## [EXERCISE]
Would you write out, word for word, each line of the records below from the top through the one holding "Target: dark cloud"?

## [SUPPLIED DATA]

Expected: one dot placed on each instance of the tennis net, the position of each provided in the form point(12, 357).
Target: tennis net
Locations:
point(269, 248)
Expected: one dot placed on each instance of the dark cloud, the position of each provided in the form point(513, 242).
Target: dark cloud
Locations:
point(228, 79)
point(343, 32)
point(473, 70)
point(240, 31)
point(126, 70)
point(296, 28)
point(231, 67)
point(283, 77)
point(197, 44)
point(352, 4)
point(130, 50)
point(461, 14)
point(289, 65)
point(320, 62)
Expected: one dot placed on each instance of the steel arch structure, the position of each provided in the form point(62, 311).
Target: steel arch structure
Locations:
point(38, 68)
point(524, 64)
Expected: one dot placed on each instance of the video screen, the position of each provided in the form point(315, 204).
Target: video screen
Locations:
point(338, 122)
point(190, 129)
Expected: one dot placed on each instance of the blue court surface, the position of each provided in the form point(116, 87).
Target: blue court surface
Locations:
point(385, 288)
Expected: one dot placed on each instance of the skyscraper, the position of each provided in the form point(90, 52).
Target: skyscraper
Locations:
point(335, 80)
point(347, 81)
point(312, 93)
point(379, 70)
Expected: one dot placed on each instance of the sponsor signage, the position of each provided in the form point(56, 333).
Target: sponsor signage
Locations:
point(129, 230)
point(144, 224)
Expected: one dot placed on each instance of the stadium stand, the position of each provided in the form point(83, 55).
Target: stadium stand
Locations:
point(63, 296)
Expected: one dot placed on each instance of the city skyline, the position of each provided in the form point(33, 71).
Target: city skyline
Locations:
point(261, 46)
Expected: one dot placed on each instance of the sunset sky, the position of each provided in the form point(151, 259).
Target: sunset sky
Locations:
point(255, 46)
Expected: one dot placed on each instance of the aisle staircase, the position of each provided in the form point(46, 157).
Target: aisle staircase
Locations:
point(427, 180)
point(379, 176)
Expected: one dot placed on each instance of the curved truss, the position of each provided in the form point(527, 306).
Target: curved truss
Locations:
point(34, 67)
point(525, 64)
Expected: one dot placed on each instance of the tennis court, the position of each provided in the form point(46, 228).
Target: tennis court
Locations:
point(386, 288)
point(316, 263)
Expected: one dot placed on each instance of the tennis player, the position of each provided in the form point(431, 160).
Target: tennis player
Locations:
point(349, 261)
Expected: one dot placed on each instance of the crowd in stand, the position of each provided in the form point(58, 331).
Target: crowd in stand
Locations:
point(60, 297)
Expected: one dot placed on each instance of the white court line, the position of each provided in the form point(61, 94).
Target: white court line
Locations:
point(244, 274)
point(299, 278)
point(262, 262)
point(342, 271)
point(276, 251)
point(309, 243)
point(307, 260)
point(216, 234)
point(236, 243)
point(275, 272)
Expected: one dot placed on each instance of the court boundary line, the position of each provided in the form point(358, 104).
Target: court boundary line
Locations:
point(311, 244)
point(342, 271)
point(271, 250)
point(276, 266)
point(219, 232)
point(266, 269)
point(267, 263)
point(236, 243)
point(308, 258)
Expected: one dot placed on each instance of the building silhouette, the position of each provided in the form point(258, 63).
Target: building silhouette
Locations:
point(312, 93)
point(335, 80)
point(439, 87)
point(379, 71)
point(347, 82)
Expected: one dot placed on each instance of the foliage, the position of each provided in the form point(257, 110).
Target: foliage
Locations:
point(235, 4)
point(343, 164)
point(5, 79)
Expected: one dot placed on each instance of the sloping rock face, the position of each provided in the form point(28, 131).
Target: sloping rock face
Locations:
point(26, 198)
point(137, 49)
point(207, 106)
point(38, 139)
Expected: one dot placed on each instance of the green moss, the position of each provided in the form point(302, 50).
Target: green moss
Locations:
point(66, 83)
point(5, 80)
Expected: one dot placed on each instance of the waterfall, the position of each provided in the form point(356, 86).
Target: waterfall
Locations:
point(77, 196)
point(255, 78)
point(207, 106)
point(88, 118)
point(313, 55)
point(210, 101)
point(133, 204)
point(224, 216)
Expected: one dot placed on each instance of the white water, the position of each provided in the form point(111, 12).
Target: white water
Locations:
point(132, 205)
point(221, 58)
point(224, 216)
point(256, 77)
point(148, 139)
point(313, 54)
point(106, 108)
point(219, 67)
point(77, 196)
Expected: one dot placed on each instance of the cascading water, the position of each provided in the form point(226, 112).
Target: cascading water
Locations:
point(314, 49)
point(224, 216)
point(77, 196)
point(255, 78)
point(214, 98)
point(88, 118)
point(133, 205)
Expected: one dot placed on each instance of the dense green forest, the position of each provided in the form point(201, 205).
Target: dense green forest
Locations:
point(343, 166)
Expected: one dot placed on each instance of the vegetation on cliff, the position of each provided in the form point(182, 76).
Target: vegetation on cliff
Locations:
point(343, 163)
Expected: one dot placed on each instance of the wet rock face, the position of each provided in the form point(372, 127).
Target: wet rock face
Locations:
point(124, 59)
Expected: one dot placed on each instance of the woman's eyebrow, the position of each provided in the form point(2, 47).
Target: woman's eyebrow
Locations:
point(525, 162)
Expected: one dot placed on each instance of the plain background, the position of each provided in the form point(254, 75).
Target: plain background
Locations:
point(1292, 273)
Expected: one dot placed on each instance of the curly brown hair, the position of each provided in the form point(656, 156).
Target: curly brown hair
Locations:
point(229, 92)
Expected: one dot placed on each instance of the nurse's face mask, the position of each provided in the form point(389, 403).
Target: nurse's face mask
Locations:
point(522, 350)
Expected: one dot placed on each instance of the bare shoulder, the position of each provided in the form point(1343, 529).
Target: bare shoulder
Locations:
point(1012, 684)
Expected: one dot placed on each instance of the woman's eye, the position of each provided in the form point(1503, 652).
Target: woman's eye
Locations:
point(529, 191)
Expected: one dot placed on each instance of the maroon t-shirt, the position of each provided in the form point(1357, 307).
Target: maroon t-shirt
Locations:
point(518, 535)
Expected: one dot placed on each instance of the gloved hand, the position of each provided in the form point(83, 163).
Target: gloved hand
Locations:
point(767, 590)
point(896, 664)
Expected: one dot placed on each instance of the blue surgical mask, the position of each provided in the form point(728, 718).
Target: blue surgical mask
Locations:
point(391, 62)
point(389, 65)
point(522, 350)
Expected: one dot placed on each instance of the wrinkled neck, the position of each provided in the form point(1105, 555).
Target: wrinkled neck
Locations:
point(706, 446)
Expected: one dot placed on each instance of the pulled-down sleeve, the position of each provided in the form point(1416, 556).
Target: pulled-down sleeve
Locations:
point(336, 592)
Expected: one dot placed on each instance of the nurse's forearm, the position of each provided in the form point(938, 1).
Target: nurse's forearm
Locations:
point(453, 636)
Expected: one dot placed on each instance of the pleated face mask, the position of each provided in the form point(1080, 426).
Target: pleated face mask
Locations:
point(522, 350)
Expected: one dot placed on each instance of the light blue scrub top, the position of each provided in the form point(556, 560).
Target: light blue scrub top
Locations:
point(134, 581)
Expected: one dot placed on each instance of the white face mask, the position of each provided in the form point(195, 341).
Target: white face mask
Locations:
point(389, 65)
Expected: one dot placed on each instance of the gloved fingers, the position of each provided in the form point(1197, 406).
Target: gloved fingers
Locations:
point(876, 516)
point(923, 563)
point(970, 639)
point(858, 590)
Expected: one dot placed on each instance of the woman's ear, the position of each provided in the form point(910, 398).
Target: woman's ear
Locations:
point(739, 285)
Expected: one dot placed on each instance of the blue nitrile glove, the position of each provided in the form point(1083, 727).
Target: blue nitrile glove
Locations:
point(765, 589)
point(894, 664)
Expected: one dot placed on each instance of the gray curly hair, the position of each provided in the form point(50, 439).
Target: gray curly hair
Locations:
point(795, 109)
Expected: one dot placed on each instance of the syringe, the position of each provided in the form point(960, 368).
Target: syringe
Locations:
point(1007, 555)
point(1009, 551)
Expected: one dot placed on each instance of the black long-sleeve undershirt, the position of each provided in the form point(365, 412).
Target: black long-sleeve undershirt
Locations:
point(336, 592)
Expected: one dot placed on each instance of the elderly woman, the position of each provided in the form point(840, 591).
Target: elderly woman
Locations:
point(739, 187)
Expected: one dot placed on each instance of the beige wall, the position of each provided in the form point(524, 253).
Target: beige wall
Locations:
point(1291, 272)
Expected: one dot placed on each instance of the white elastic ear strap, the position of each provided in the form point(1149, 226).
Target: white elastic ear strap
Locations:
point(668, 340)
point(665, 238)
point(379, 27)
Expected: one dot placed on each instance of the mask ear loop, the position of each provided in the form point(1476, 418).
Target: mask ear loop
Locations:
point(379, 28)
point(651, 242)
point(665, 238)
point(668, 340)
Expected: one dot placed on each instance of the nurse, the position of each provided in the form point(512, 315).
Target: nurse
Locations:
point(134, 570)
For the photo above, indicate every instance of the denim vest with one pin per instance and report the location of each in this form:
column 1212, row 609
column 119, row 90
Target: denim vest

## [YOUR SOLUTION]
Expected: one dot placed on each instance of the tennis net, the position of each provided in the form point(12, 357).
Target: tennis net
Locations:
point(269, 248)
Expected: one dot placed on each instance of the dark cloud, the position of each provided in the form point(513, 242).
Target: dark cloud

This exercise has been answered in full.